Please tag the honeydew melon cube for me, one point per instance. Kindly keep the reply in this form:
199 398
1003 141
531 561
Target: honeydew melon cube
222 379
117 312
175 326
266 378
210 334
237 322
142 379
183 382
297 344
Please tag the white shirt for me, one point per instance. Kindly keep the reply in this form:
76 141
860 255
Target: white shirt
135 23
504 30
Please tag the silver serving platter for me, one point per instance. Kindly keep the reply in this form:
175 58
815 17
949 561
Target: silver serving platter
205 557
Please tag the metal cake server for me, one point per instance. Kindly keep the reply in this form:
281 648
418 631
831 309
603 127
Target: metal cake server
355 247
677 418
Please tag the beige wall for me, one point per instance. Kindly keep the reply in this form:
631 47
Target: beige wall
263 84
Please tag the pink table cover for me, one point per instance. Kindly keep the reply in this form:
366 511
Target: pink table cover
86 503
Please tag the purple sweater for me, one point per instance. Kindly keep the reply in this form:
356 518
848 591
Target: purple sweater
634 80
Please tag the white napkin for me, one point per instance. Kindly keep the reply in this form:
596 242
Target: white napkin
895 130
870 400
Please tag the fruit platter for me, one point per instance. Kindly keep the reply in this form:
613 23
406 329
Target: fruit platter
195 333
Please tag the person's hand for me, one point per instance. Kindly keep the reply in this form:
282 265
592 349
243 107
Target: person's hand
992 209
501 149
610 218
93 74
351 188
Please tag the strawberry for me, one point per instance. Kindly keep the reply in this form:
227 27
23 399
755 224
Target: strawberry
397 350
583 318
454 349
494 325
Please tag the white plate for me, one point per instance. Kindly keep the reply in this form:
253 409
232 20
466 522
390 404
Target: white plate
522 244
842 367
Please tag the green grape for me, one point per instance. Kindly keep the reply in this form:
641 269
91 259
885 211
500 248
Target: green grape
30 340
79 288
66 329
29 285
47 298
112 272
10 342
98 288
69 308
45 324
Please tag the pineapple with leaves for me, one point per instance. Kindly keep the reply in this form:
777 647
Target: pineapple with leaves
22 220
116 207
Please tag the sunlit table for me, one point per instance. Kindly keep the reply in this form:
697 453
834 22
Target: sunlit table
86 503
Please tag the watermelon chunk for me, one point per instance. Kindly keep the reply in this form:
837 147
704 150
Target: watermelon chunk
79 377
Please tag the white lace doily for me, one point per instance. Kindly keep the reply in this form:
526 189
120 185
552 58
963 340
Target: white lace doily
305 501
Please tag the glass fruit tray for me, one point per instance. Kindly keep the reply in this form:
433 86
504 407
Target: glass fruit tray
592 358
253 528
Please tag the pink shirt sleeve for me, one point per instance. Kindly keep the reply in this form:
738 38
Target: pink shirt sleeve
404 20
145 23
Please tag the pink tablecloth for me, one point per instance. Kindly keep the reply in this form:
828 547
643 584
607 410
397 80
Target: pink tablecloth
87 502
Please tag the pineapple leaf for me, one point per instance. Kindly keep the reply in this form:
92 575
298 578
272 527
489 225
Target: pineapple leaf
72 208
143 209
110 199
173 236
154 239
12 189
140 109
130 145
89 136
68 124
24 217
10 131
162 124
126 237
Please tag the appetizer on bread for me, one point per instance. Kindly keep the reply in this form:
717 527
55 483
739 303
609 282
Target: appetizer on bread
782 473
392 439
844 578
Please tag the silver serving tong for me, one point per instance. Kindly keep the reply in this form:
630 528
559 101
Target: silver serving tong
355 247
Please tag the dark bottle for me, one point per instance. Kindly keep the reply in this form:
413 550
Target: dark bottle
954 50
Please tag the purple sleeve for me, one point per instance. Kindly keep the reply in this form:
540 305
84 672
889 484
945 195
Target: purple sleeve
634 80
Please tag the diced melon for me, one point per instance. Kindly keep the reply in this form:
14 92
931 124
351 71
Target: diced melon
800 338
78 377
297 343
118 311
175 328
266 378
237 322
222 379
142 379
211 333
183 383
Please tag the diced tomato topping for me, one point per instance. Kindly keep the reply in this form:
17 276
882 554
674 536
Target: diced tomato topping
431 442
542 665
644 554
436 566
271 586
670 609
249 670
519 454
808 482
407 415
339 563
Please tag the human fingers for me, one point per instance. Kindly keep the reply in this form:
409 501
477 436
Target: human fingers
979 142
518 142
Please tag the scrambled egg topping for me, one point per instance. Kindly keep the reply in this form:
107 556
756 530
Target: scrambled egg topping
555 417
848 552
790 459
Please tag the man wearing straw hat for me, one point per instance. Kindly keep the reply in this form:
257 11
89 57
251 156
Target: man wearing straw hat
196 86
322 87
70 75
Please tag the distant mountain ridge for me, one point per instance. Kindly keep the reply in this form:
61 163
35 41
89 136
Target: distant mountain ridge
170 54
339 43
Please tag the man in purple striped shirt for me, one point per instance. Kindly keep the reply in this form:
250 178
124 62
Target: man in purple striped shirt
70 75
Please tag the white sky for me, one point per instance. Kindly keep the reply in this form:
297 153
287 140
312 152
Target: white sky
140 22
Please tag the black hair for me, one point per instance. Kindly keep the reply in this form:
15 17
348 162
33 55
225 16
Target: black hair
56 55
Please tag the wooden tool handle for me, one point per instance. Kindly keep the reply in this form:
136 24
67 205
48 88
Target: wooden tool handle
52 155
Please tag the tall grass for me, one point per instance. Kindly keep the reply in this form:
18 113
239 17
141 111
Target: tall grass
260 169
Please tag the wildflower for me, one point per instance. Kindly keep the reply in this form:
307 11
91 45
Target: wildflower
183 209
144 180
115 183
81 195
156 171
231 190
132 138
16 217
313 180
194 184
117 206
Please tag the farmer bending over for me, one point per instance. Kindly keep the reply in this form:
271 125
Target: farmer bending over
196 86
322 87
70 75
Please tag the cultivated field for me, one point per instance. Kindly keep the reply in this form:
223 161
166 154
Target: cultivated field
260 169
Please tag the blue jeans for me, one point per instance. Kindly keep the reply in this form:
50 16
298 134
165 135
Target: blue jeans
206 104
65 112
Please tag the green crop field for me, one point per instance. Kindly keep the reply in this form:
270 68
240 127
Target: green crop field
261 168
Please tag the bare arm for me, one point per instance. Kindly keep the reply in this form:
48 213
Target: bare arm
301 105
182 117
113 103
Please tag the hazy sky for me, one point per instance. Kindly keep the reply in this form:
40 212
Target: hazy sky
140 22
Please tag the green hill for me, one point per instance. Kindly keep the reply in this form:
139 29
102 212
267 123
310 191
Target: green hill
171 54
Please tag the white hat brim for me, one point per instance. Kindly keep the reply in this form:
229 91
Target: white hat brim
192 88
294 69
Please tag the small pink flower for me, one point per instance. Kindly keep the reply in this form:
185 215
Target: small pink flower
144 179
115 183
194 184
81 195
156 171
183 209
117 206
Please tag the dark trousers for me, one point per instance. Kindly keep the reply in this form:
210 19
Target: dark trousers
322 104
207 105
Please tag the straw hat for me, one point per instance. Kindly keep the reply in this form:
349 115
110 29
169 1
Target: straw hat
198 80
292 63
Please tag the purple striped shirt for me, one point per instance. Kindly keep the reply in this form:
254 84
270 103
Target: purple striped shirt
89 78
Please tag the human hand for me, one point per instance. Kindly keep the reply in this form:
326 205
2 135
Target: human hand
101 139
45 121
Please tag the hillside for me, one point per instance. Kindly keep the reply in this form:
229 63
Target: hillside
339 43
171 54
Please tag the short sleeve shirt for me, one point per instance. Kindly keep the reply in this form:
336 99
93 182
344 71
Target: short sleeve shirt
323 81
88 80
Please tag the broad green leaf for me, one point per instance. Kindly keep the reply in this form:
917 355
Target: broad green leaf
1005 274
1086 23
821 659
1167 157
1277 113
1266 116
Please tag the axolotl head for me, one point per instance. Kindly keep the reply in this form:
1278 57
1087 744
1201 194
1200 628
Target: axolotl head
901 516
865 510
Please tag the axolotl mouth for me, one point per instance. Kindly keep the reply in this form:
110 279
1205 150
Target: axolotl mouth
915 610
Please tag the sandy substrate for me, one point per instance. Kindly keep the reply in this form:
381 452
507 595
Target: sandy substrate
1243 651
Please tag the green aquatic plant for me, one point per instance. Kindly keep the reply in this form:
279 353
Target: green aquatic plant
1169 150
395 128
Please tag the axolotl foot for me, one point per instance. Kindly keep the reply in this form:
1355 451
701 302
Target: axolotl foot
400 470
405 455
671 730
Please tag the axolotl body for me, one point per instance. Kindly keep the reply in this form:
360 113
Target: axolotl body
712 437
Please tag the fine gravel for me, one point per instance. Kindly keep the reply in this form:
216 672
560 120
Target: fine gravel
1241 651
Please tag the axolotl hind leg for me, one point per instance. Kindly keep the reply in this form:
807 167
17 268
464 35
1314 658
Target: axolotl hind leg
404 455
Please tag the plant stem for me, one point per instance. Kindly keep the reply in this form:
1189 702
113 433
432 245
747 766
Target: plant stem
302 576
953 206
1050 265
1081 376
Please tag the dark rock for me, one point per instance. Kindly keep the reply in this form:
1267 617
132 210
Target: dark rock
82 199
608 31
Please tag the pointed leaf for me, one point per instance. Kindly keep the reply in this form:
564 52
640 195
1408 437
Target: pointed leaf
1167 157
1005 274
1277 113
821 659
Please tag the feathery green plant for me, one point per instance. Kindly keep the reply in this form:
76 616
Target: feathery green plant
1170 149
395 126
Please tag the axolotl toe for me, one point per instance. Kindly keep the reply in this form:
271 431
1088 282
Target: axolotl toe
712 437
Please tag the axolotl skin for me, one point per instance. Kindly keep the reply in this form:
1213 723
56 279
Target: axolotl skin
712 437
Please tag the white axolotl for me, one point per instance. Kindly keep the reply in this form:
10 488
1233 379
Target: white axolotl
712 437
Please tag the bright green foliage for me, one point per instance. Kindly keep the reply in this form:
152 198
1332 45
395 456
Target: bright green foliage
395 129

# # # # #

WRITTEN INSTRUCTION: Give back exactly the lines running from the line containing "Please tag the axolotl foot" through the end of the material above, both included, and nothing beyond them.

SOLVED PROBLEM:
Please tag the axolotl foot for me, one point per instance. Kindly keep the reply in this form:
1355 451
701 302
Target: axolotl foot
400 470
405 455
671 730
Please tag the axolotl body for me, one point per instance. Kindly keep the reply in this form:
360 113
Target: axolotl body
712 437
Please tag the fine gravel for me, one point per instance. Kindly keep the reply in this form:
216 672
560 120
Target: fine gravel
1241 651
Please tag the axolotl hind leg for me, one point per instance. Kindly keep the reply in this form:
807 167
17 268
464 35
1314 658
Target: axolotl hind leg
404 455
Please tag the plant stem for me, one point per instance. Kindly keep the reply in this form:
1189 702
113 433
432 245
747 766
Target: plant stem
302 576
953 206
1050 265
1081 376
Please tag the dark rock for me, one point per instance. Kindly keep the reply in this form:
1267 617
132 210
Target: dark rock
82 199
608 31
Please tag the pointed leaf for me, one point per instance. Kindly keep the reply in this form:
564 52
640 195
1408 437
Target: pointed leaf
1167 157
1005 274
1277 113
821 659
Please tag the feathery green plant for me, one point per instance. Kindly keep the reply in this form:
76 616
Target: feathery green plant
1170 149
395 126
Please tag the axolotl toe for me, one point per instance. Kindly keep the reply in this form:
271 431
1088 282
Target: axolotl toe
712 437
Please tag the axolotl skin for me, one point per instance. Kindly keep the reply in this form:
1213 723
56 279
Target: axolotl skin
712 437
Please tag the white axolotl for me, one point per instance. Kindly keep the reply in this form:
10 488
1233 379
Target: white axolotl
712 437
Please tag the bright green foliage for me, one point per instance. Kindly keep the reply in this form:
152 198
1332 45
395 456
Target: bright green foliage
395 129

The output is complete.